**REQUIREMENT**
Read the records beneath this task and copy every line that contains the string "sign".

Stored data entries

·····

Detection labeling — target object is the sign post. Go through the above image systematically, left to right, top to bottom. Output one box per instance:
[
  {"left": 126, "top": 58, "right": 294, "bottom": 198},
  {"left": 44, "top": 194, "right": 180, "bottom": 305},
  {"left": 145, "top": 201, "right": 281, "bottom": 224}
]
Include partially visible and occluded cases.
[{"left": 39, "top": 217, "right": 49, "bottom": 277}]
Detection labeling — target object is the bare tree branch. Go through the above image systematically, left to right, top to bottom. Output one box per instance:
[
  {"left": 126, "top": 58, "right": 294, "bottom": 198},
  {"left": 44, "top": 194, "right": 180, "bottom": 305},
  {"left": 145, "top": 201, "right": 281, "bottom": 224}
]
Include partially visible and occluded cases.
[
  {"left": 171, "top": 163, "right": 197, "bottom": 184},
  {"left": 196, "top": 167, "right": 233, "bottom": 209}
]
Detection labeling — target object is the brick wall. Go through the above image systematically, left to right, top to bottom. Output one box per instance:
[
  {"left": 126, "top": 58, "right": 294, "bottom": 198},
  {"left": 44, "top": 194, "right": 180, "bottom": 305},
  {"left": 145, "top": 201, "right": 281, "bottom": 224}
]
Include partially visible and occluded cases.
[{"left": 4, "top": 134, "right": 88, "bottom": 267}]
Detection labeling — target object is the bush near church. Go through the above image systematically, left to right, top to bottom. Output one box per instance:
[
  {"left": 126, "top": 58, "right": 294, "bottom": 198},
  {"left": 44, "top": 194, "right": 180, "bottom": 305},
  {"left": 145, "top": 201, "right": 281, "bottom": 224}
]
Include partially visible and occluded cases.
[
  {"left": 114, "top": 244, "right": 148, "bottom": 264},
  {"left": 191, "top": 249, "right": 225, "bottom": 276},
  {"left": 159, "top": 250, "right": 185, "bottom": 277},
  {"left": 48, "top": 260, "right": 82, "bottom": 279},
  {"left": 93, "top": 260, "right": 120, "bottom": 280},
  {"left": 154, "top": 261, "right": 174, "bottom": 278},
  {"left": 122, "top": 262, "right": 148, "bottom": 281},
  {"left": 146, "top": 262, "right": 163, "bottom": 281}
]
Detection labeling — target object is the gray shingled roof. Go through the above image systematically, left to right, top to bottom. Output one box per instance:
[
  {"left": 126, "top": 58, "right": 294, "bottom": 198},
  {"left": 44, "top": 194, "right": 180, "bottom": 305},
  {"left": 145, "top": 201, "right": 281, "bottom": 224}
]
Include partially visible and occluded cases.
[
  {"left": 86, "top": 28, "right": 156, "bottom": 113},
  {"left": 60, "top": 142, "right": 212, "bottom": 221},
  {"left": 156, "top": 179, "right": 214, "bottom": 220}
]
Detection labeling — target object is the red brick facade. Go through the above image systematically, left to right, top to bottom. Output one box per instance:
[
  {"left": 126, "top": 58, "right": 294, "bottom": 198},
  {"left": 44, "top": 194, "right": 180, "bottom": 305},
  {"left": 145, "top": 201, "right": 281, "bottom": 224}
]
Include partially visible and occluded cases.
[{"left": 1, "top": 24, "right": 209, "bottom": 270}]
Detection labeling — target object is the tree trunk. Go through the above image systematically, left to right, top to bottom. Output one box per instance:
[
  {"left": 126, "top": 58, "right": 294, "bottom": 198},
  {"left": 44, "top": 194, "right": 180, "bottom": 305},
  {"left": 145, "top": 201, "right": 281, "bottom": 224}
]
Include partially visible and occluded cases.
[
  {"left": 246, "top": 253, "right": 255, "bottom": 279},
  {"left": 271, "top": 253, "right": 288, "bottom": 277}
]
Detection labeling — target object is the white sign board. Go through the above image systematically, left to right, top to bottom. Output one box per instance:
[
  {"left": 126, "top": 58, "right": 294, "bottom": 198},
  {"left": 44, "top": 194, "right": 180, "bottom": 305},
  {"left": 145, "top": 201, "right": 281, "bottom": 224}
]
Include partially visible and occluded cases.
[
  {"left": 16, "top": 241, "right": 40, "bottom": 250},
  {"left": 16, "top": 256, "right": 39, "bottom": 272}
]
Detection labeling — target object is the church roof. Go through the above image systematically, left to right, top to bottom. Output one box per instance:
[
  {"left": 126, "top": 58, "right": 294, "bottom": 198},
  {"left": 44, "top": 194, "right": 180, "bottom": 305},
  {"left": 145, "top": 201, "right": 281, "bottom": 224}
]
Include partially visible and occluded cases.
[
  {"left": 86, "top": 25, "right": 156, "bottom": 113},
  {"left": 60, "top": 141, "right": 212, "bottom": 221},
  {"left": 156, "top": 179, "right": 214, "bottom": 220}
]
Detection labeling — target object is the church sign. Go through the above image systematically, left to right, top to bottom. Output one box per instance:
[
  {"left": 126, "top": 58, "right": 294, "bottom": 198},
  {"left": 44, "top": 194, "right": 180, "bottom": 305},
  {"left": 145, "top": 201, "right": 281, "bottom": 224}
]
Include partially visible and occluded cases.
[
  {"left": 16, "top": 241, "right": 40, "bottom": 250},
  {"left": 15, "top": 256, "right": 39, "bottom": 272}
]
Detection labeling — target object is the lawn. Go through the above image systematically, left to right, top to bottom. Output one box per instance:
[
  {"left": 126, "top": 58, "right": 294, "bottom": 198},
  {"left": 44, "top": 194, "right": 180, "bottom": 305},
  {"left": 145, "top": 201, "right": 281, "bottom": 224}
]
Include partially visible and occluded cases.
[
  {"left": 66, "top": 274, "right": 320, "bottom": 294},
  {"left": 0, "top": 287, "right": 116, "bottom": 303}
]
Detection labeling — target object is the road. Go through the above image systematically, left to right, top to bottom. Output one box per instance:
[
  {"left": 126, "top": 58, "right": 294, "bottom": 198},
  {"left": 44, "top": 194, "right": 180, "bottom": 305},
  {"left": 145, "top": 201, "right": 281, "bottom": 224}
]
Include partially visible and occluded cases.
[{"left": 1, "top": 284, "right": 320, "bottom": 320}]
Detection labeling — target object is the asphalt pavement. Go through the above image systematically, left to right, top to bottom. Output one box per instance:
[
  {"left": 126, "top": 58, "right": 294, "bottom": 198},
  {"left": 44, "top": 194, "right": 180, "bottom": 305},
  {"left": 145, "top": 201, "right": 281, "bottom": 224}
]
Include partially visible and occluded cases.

·····

**OUTPUT FOR THIS EXERCISE**
Detection labeling — target object is the sign post. Go through the above image systematically, left to right, top to bottom. Output one box per instance:
Detection labeling — target object is the white sign board. Go through the above image systematically, left to right, top to bottom. Output one box per instance:
Detection labeling — target object is the church sign. Go through the above image systematically, left to right, top to bottom. Output one box per instance:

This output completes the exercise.